:: ACTION ITEM ::
Restate each line below word for word, skipping every picture.

══ TASK MATERIAL ══

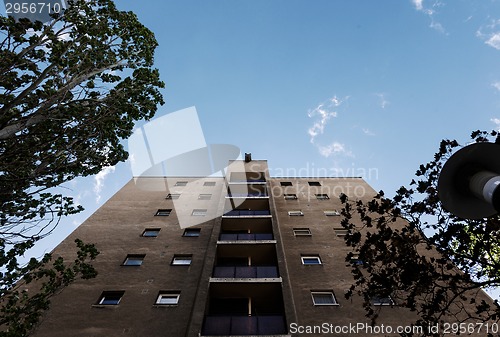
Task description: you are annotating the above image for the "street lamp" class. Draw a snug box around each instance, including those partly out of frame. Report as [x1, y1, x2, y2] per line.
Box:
[438, 142, 500, 220]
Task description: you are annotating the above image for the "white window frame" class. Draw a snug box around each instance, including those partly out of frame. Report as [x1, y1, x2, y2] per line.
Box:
[288, 210, 304, 216]
[311, 291, 338, 306]
[284, 194, 298, 200]
[123, 255, 145, 266]
[174, 181, 188, 186]
[172, 255, 192, 266]
[191, 209, 207, 216]
[156, 292, 180, 305]
[166, 193, 180, 199]
[203, 181, 216, 186]
[315, 193, 330, 200]
[198, 194, 212, 200]
[324, 210, 340, 216]
[301, 255, 322, 265]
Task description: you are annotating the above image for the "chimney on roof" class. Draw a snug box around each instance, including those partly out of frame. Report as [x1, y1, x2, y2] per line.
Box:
[244, 153, 252, 162]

═══

:: EXERCISE ANSWER ::
Task description: you are annotating the above image for the "street lamp" class. Draw a snug box around each instance, including those partly out of frame. Report as [x1, y1, x2, y2] per line.
Box:
[438, 142, 500, 220]
Task description: you are annotating the above image for the "white window frame" class. Draw a snug box around each instance, including those partly out of frame. Report as [x1, y1, x2, y2] per line.
Box:
[288, 210, 304, 216]
[311, 291, 338, 306]
[284, 194, 298, 200]
[123, 255, 145, 266]
[174, 181, 188, 186]
[172, 255, 192, 266]
[191, 209, 207, 216]
[156, 292, 180, 305]
[166, 193, 180, 199]
[203, 181, 216, 186]
[315, 193, 330, 200]
[198, 194, 212, 200]
[324, 210, 340, 216]
[301, 255, 322, 265]
Task description: you are annotating the above image for the "chimney on roof" class. Draw a snug box around each instance, including those partly out of frame. Report as [x1, y1, x2, y2] per line.
Box:
[244, 153, 252, 162]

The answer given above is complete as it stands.